Every record has to be written out exactly, with no line missing.

=== EXTRACTED MATERIAL ===

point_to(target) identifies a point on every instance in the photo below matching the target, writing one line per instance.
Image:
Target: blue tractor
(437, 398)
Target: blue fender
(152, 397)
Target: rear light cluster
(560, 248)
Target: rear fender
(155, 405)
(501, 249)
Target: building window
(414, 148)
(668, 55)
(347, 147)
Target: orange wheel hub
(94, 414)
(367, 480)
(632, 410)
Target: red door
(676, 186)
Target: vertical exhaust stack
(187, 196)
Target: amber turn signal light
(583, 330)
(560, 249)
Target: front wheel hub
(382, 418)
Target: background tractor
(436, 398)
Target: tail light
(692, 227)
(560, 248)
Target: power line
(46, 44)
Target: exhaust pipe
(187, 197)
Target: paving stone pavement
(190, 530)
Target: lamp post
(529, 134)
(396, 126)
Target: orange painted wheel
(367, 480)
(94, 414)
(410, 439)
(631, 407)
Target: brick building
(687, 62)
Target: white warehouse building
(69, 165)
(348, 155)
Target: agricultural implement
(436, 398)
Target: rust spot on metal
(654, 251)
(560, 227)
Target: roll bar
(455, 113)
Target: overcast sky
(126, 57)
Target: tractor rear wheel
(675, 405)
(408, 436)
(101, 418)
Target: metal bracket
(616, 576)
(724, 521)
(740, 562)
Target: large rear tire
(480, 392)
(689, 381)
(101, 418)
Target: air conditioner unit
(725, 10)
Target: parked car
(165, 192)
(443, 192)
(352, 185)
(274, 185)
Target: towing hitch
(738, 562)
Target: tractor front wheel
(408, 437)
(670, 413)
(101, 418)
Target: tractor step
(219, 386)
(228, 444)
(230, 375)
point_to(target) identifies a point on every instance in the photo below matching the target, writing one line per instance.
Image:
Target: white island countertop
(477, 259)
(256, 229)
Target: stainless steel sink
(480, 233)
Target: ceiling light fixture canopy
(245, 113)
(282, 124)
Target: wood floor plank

===

> _YOUR RESPONSE_:
point_to(target) identifies a point on every instance in the photo below matching the target, writing one line per instance.
Image:
Target: blue tractor
(437, 398)
Target: blue fender
(152, 397)
Target: rear light cluster
(560, 248)
Target: rear fender
(155, 405)
(501, 249)
Target: building window
(414, 148)
(668, 55)
(347, 147)
Target: orange wheel hub
(94, 414)
(367, 480)
(632, 410)
Target: red door
(676, 186)
Target: vertical exhaust stack
(187, 196)
Target: amber turn signal light
(583, 330)
(560, 249)
Target: front wheel hub
(382, 418)
Target: background tractor
(436, 398)
Target: tail light
(692, 227)
(560, 248)
Target: power line
(46, 44)
Target: exhaust pipe
(187, 197)
Target: paving stone pavement
(190, 530)
Target: lamp post
(529, 134)
(396, 126)
Target: orange painted wheel
(367, 480)
(94, 414)
(410, 439)
(631, 407)
Target: brick building
(687, 62)
Target: white warehouse building
(69, 165)
(348, 155)
Target: agricultural implement
(436, 398)
Target: rust spot on metal
(654, 251)
(560, 227)
Target: roll bar
(455, 113)
Target: overcast sky
(126, 57)
Target: tractor rear wheel
(675, 405)
(408, 436)
(101, 418)
Target: metal bracket
(616, 576)
(724, 521)
(740, 562)
Target: large rear tire
(480, 392)
(689, 381)
(101, 418)
Target: air conditioner unit
(725, 10)
Target: parked car
(165, 192)
(443, 192)
(352, 185)
(274, 185)
Target: towing hitch
(738, 562)
Target: tractor front wheel
(408, 437)
(670, 413)
(101, 418)
Target: tractor step
(219, 386)
(228, 444)
(230, 375)
point_to(target) identifies a point on every instance in the photo below matching the target, writing one line per instance.
Image:
Target: white island countertop
(477, 259)
(256, 229)
Target: stainless steel sink
(480, 233)
Target: ceiling light fixture canopy
(245, 113)
(282, 124)
Target: wood floor plank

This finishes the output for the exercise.